◆ WORK ITEM:
Your answer should repeat exactly the line containing "of the dirt" and all lines after it through the end of the material below, with no other text.

◆ MATERIAL FOR THIS EXERCISE:

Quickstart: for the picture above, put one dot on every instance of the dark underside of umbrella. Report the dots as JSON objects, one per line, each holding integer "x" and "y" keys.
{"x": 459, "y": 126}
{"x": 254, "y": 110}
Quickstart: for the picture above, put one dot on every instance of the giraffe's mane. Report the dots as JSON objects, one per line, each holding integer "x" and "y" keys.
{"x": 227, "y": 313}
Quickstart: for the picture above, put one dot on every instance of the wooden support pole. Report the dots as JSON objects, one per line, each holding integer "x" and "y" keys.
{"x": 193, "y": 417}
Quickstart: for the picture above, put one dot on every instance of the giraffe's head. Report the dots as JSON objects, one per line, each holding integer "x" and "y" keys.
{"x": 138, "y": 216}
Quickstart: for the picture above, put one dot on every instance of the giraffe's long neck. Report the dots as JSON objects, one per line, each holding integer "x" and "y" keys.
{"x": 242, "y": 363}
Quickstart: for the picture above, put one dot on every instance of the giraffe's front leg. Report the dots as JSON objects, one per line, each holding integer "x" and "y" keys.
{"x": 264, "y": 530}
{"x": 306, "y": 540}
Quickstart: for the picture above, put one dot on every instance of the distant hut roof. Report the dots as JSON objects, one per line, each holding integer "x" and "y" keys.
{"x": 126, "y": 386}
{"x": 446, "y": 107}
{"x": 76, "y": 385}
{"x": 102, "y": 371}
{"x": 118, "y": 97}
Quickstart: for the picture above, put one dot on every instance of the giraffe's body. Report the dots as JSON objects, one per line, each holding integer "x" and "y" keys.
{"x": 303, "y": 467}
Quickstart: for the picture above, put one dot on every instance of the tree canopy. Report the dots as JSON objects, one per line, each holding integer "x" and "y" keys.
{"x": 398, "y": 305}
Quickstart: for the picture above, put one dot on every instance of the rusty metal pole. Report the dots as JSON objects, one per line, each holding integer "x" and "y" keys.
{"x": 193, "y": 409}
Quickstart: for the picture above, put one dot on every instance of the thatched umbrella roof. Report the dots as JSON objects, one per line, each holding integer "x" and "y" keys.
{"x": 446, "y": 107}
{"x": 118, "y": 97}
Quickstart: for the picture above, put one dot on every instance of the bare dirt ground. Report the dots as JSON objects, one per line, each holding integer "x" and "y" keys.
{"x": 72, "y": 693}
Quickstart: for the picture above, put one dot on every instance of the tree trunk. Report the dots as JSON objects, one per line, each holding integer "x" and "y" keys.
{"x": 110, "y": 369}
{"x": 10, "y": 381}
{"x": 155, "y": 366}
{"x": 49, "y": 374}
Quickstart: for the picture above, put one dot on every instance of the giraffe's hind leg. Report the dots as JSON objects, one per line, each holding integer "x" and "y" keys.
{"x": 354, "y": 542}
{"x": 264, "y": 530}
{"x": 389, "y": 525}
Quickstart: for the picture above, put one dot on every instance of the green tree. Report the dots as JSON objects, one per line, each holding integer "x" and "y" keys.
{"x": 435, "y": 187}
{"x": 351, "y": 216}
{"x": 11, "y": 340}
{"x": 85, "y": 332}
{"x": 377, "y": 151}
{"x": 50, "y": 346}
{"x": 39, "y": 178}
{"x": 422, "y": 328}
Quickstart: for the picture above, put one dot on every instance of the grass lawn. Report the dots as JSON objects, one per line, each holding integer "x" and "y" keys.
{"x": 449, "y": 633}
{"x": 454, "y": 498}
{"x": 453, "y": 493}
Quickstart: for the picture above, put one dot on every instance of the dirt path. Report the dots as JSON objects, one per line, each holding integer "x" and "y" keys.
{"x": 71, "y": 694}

◆ ANSWER FOR THE TASK:
Quickstart: for the picture above, put one dot on every instance of the dirt path. Report the dots as JSON objects, one per line, each holding integer "x" and "y" keys.
{"x": 71, "y": 694}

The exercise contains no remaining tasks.